__WHAT IS BEING ASKED__
Write out the line with "If you could mark the shadow" and every later line through the end of the data below, exactly as given, with no pictures in the copy.

* Begin *

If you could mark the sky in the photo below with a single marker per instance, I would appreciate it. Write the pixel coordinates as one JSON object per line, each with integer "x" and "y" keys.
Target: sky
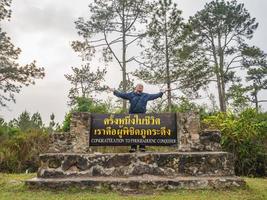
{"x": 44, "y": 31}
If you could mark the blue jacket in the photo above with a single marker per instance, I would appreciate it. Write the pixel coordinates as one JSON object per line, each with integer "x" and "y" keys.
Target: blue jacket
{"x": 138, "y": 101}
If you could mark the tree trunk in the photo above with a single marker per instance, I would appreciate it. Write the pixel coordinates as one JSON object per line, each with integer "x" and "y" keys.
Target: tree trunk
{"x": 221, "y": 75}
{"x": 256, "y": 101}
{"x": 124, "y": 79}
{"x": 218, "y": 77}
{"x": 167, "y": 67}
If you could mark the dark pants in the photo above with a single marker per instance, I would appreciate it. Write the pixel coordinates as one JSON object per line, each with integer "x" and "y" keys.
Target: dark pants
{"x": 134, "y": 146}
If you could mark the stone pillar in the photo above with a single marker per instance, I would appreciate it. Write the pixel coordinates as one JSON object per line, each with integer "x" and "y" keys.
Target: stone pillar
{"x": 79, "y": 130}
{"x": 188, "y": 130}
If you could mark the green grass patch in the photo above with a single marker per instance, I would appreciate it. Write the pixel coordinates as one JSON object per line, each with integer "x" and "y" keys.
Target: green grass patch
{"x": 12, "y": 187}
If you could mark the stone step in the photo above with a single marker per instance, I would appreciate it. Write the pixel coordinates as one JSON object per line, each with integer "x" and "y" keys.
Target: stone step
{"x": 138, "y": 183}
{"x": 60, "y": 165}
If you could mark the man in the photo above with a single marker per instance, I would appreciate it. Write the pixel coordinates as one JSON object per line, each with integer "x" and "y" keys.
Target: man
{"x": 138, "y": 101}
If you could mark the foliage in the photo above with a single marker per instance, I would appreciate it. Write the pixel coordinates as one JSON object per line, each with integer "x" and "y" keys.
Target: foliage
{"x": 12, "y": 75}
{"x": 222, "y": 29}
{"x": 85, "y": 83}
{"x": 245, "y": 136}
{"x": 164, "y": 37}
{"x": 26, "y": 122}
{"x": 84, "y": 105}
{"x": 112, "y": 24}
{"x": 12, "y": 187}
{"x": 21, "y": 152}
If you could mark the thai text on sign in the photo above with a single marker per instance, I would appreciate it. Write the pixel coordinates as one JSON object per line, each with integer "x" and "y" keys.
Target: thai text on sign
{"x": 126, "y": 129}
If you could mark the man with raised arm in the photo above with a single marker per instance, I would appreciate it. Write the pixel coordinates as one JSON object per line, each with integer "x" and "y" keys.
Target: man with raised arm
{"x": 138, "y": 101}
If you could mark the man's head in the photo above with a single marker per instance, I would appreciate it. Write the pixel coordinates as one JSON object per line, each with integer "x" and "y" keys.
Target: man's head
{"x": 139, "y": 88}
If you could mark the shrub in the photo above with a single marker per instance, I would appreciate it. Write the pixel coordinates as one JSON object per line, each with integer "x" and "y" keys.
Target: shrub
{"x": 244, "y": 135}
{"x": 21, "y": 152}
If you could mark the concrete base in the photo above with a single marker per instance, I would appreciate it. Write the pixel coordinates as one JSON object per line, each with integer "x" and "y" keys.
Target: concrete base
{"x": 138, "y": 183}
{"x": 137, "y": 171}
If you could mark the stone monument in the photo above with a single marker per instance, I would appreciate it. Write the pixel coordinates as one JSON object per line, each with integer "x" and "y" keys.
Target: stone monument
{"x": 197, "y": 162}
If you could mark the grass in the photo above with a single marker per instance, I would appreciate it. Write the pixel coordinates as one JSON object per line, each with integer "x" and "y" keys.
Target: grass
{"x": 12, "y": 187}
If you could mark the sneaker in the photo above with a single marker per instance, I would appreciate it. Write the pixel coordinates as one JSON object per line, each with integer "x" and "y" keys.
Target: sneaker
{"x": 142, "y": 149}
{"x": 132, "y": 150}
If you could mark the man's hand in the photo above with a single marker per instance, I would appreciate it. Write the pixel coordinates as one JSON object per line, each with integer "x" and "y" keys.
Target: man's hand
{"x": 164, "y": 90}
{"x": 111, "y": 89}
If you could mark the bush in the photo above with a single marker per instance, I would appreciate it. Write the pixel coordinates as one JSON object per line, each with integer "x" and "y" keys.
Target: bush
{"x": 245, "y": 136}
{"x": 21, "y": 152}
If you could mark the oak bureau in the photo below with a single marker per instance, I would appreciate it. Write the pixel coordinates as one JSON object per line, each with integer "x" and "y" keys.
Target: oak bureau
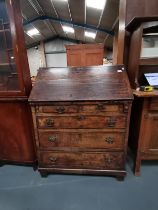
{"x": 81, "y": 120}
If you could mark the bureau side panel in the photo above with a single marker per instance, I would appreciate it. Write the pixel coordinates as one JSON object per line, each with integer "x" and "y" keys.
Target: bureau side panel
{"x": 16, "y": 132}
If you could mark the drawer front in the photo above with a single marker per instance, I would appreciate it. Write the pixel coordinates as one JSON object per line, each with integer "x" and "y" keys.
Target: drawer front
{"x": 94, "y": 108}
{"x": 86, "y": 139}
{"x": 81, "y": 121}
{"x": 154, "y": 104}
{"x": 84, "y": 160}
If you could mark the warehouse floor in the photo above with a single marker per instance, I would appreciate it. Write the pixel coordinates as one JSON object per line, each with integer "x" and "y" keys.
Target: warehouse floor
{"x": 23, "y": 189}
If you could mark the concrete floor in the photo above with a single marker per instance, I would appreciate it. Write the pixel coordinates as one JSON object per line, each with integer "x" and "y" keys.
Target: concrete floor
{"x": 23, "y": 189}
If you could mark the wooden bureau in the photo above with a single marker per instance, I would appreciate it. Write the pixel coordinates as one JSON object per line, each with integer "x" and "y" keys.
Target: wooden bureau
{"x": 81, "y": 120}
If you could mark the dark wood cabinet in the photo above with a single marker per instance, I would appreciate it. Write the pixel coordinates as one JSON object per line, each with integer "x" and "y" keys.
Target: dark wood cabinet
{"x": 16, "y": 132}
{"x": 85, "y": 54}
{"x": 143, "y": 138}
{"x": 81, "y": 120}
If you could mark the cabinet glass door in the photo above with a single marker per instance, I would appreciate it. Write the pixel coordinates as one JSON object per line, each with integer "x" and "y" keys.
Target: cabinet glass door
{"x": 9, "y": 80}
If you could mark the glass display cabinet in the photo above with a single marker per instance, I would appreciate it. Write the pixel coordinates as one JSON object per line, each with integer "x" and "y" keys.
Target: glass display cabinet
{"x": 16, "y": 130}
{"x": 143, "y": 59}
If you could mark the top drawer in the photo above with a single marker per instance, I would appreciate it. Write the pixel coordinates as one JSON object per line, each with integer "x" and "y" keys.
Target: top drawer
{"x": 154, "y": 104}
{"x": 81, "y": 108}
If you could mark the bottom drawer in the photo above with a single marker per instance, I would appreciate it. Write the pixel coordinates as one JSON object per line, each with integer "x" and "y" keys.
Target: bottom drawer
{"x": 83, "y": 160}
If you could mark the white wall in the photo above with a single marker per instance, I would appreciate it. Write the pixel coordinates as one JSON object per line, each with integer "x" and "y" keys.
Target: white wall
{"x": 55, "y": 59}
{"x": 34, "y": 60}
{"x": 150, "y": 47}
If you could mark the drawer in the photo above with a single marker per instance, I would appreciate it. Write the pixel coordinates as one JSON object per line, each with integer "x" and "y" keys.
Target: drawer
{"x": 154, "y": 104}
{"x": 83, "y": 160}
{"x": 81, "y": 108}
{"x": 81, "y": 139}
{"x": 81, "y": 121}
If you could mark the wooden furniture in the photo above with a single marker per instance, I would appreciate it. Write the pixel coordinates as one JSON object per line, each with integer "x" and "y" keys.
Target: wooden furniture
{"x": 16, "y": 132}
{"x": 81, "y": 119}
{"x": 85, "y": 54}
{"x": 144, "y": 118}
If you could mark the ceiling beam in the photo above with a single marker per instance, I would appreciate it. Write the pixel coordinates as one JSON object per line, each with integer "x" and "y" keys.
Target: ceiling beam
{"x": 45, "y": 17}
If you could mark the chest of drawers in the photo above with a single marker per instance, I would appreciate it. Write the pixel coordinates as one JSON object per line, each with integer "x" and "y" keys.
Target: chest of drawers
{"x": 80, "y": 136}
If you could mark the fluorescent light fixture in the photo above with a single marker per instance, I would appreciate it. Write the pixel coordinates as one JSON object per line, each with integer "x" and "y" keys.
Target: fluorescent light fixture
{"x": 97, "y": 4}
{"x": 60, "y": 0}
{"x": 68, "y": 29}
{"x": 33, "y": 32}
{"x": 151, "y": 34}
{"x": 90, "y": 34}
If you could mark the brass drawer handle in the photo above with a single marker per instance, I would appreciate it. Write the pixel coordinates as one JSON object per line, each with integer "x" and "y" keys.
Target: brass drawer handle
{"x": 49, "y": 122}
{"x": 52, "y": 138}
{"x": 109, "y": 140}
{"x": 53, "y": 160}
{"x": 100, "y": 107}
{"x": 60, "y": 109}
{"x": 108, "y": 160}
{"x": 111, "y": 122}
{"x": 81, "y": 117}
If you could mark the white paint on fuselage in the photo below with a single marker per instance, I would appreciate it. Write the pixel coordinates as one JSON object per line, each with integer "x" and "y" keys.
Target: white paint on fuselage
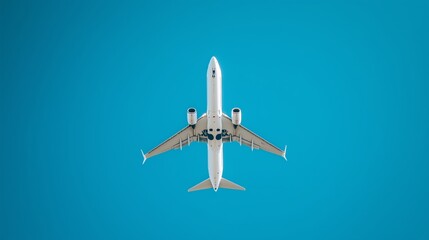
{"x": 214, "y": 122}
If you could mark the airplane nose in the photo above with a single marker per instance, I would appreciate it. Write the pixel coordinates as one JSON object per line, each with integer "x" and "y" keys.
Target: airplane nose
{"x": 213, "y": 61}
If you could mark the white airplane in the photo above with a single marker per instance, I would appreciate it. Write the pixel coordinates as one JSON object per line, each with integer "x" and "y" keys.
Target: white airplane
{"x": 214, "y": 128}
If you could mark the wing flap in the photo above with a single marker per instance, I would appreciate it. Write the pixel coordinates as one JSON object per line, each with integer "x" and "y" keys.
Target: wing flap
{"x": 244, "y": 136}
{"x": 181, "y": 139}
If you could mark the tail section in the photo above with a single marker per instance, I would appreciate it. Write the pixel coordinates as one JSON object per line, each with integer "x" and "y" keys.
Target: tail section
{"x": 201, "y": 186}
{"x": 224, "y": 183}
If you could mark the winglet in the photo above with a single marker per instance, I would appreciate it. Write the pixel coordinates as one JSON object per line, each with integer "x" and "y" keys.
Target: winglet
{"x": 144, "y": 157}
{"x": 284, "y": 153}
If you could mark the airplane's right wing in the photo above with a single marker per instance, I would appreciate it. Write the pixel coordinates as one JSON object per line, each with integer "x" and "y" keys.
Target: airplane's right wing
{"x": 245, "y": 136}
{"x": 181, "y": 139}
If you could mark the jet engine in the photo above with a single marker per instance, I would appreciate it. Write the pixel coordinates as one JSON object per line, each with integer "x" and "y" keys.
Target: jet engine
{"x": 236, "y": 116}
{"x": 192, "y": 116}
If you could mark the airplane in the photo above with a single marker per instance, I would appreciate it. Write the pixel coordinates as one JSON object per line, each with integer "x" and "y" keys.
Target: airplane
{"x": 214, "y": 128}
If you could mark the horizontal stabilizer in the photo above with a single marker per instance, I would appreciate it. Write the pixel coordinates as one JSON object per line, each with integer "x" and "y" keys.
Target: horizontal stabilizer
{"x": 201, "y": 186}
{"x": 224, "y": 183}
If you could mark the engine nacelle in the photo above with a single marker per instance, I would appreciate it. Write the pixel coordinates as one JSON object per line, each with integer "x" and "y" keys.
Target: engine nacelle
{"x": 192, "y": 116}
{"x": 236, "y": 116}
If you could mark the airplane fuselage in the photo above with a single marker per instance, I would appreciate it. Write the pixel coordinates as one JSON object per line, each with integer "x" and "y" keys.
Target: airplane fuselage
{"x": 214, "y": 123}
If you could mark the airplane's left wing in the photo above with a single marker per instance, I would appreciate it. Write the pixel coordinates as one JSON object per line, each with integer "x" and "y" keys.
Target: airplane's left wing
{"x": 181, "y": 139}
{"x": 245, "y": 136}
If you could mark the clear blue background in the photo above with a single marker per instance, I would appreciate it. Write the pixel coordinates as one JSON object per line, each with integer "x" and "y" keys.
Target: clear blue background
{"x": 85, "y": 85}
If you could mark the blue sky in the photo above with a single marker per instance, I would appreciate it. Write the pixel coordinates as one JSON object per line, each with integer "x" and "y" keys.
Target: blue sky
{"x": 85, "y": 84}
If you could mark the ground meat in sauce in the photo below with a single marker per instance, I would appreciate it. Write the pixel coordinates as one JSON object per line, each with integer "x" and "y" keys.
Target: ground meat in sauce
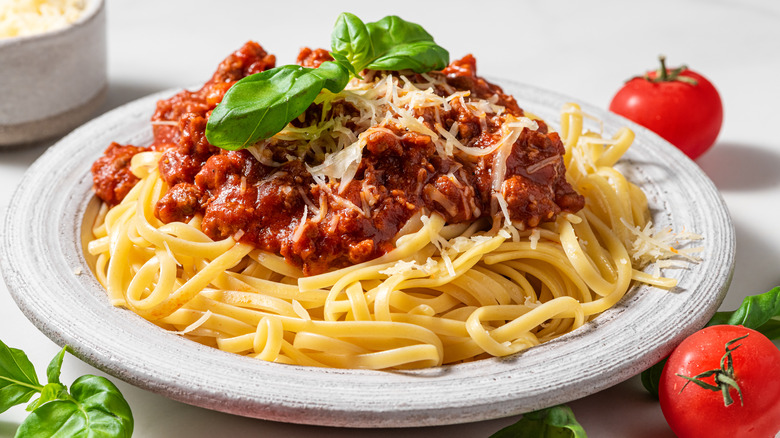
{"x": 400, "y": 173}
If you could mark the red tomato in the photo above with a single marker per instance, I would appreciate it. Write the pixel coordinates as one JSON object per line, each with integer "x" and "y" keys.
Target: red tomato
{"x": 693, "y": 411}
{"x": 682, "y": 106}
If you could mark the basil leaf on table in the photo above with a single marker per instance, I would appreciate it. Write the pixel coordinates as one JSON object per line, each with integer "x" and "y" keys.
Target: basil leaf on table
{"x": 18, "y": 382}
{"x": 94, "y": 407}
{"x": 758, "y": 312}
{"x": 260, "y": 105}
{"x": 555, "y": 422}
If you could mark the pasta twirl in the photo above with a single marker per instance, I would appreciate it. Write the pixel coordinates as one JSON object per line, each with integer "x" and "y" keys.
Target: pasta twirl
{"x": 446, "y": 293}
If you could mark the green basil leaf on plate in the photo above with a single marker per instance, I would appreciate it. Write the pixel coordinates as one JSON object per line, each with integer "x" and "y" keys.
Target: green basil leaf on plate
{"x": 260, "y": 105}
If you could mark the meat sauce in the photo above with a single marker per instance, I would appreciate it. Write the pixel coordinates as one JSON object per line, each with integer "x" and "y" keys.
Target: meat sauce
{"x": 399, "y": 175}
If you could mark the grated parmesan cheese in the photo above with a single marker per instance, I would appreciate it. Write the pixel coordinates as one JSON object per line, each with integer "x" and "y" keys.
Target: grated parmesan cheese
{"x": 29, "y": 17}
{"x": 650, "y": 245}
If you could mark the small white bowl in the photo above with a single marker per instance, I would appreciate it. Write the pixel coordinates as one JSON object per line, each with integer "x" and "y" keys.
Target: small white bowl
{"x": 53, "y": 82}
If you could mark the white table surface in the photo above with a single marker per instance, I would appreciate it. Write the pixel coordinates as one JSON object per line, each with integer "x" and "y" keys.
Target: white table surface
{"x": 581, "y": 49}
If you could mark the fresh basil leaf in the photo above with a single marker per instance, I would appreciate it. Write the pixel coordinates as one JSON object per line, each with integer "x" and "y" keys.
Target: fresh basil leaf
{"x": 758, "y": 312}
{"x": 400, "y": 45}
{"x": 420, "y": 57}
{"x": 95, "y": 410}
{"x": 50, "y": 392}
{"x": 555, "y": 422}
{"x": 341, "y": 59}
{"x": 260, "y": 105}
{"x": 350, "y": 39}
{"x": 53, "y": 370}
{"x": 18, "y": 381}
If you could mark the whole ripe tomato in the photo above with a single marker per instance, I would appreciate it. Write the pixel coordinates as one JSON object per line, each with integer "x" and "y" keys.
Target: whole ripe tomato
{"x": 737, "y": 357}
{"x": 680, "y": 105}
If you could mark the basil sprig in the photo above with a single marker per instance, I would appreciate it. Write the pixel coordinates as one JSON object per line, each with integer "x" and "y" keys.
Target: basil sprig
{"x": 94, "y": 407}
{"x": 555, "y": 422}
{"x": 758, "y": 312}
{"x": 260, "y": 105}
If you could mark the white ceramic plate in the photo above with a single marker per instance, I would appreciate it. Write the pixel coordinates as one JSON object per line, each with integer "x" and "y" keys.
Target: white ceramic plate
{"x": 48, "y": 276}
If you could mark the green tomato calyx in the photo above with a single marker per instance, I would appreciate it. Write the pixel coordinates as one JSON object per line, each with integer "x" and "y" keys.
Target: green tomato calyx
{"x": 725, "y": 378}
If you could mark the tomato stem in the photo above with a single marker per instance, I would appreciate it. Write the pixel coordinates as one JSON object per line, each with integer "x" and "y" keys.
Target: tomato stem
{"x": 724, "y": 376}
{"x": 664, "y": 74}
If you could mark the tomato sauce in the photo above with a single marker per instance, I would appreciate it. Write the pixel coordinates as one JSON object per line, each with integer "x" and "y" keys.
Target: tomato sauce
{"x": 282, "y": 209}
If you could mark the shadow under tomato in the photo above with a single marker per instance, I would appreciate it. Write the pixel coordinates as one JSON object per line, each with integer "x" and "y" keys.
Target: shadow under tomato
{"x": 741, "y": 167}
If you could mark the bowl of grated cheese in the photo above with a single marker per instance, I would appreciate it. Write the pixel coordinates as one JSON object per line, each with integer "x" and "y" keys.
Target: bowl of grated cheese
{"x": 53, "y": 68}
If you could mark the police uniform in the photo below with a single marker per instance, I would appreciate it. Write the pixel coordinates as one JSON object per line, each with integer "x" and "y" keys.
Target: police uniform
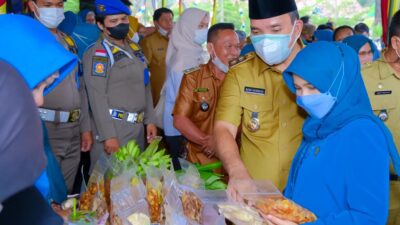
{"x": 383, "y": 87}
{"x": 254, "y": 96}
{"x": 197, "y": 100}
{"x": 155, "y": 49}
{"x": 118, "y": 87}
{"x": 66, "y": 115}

* End *

__EXERCISE RESPONSE__
If you could mark the shadow under tomato in the photo above with a single marker per instance, I would appreciate it. Write the pixel coordinates as one JSON object per line, each with integer "x" and "y" keys.
Target: shadow under tomato
{"x": 741, "y": 167}
If you could mark the bowl of grated cheese in the photo above with a single marker per instance, I would appreciate it. Write the pixel coordinates as one JSON object per line, each with integer "x" and "y" keys.
Target: bowl of grated cheese
{"x": 53, "y": 68}
If you could mark the police uniform in the photo below with a single marker per instance, I would appreciate it. Write the pixel coordinates as one JSON object per line, each with integer "x" and "y" keys.
Target: police uniform
{"x": 383, "y": 87}
{"x": 254, "y": 96}
{"x": 197, "y": 100}
{"x": 155, "y": 49}
{"x": 118, "y": 87}
{"x": 66, "y": 115}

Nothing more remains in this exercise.